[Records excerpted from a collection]
Start of Block

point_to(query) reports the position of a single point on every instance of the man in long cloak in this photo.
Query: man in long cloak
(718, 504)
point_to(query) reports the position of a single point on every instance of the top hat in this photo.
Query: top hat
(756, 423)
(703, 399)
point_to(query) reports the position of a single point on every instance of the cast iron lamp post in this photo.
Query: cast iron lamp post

End of Block

■ Exercise instructions: Give every record again, exactly as it appears.

■ Task answer:
point_to(query) reports the position of a single point on every instance of the man in long cloak in this photo.
Query: man in long cloak
(718, 504)
point_to(query) reports the position of a single point on every instance of the top hat in this photo.
Query: top hat
(756, 423)
(703, 399)
point_to(query) reports the position of a single point on every instance of the cast iron lamp post in this photo.
Query: cast iron lamp post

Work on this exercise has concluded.